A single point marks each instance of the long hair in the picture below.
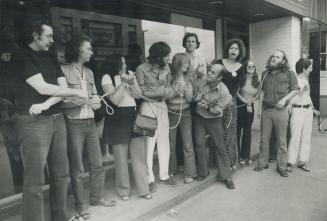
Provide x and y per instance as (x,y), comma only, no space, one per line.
(190,34)
(113,64)
(31,26)
(178,62)
(72,49)
(157,52)
(241,48)
(301,64)
(255,79)
(283,67)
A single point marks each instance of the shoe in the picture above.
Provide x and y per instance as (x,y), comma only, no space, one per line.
(229,184)
(283,173)
(84,215)
(170,181)
(289,167)
(82,208)
(125,198)
(188,180)
(200,178)
(304,167)
(105,203)
(248,162)
(260,167)
(77,218)
(152,187)
(147,196)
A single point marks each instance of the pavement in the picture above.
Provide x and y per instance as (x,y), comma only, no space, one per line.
(259,196)
(264,195)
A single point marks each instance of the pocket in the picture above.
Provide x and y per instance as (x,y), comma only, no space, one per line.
(90,86)
(74,83)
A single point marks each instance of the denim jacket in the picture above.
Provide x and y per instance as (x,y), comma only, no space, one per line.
(73,110)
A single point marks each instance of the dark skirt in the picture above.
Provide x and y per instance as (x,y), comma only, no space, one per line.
(118,128)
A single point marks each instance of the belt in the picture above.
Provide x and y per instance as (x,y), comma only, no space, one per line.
(301,106)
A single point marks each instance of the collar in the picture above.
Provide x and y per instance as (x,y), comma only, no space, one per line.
(195,55)
(149,68)
(215,88)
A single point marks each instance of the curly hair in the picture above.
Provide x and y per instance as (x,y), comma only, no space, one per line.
(241,48)
(255,79)
(31,26)
(189,34)
(285,66)
(157,52)
(113,64)
(301,64)
(72,49)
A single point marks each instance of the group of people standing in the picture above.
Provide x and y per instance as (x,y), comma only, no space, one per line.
(57,105)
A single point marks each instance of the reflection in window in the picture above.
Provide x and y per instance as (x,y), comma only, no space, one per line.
(103,34)
(132,34)
(66,29)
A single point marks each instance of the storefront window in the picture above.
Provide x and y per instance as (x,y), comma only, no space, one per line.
(66,29)
(173,36)
(104,34)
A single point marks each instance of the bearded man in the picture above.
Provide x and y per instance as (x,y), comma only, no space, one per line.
(279,84)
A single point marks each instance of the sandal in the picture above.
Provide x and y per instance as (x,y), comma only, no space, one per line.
(242,162)
(125,198)
(105,203)
(188,180)
(248,162)
(304,167)
(147,196)
(289,167)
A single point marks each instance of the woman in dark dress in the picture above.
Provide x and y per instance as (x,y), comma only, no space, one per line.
(122,88)
(247,94)
(234,54)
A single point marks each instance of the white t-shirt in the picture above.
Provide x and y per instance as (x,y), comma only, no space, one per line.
(128,100)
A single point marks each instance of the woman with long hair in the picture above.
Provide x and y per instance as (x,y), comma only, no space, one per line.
(249,87)
(234,55)
(122,89)
(180,117)
(154,78)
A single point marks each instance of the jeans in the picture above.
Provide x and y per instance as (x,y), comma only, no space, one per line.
(161,138)
(216,131)
(82,134)
(43,140)
(244,123)
(137,152)
(185,127)
(301,128)
(277,119)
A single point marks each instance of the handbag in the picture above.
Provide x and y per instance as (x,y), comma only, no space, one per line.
(145,125)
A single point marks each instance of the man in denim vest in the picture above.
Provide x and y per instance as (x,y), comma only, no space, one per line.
(40,124)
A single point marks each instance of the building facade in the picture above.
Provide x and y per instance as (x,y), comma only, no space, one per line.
(296,26)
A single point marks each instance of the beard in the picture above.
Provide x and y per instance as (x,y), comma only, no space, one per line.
(276,66)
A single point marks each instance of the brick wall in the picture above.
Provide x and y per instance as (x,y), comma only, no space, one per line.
(268,36)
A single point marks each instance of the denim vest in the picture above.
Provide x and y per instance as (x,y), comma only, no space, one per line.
(74,81)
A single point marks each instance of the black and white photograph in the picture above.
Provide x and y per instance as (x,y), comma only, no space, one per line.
(171,110)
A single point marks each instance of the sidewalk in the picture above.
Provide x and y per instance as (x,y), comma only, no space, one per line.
(263,196)
(256,194)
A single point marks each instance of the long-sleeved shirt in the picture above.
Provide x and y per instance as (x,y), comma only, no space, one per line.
(217,98)
(151,81)
(79,80)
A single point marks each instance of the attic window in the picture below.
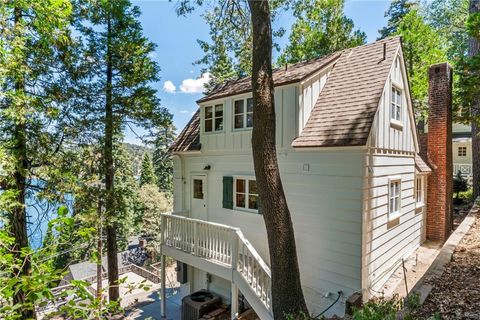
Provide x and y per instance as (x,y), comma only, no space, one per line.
(213,118)
(394,198)
(396,108)
(243,113)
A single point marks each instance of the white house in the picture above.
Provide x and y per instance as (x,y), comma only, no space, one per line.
(349,160)
(462,150)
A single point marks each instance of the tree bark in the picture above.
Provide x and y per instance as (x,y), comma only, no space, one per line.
(287,295)
(475,112)
(19,213)
(113,289)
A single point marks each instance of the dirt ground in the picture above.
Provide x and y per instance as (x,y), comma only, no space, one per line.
(456,294)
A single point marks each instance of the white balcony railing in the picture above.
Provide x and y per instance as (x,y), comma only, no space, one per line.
(223,245)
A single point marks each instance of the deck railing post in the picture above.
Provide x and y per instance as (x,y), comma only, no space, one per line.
(195,239)
(233,261)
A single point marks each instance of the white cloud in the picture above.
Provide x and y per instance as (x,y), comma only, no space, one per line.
(169,87)
(195,85)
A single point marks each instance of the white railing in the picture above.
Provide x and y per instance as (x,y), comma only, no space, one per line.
(255,271)
(223,245)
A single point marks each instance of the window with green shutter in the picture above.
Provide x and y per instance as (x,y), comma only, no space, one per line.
(228,192)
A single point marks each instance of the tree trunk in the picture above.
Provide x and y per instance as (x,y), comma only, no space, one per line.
(113,290)
(287,295)
(19,213)
(475,113)
(99,251)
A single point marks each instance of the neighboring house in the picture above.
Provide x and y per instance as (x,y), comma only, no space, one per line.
(349,160)
(462,150)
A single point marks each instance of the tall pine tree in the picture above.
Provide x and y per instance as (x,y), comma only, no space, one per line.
(147,174)
(320,28)
(395,13)
(116,91)
(34,39)
(162,159)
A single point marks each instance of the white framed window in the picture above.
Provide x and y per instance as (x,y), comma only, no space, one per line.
(394,198)
(419,197)
(245,194)
(213,121)
(396,104)
(243,113)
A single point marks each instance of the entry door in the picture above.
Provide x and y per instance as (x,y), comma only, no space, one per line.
(199,198)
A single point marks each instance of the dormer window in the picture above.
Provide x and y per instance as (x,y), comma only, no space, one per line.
(213,118)
(243,114)
(396,109)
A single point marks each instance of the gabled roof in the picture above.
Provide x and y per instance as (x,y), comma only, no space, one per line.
(189,138)
(346,107)
(281,76)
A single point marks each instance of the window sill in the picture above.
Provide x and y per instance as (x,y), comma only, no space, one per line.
(395,124)
(242,129)
(393,222)
(244,210)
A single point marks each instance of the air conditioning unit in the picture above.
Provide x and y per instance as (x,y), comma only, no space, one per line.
(197,304)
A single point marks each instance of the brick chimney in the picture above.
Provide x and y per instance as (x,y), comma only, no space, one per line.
(439,152)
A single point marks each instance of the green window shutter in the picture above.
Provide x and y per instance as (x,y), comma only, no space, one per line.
(228,192)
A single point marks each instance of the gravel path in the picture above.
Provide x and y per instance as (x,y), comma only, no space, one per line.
(456,294)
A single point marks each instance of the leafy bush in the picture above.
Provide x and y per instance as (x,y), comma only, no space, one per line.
(387,309)
(459,184)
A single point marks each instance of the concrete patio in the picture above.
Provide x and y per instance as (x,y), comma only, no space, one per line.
(151,310)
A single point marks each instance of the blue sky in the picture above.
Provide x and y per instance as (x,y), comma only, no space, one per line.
(177,49)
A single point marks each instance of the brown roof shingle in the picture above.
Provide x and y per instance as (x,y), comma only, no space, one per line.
(293,73)
(346,107)
(189,138)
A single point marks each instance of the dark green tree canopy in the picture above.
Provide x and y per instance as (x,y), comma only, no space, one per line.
(162,159)
(321,28)
(395,13)
(147,175)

**GIVEN TASK**
Reproduce verbatim the part of the material that opens with the line containing "A single point marks each instance of the gravel" and continues through the end of the material, including both the first and last lines.

**OUTPUT OF THE TASK**
A single point marks each instance of the gravel path in the picture above.
Provide x and y per instance as (x,y), comma only, no space, one per line.
(456,294)
A single point marks each instance of the leafy bush in the picture above.
Provide x and y per instance as (x,y), comma only, no space, one per line.
(387,309)
(459,184)
A single point marks each instance of the concrete patio in the picture above.
Provide x and y per instance as (x,y), comma only, no space, one per line.
(151,310)
A single point marks each instance of the blue sky in the picture above.
Provide x and y per instance as (x,y), comma only, no space, one per line.
(177,49)
A single point marks each instance of the brown roof shingle in the picture above.
Provide x and y per instance as (x,y), comma only, no space, one per line.
(293,73)
(346,107)
(189,138)
A single point marks each instance of the dark green tree canopy in the picture above.
Provide x and y per instance as (x,y), comma only, no space, one per line.
(162,159)
(321,28)
(395,13)
(147,175)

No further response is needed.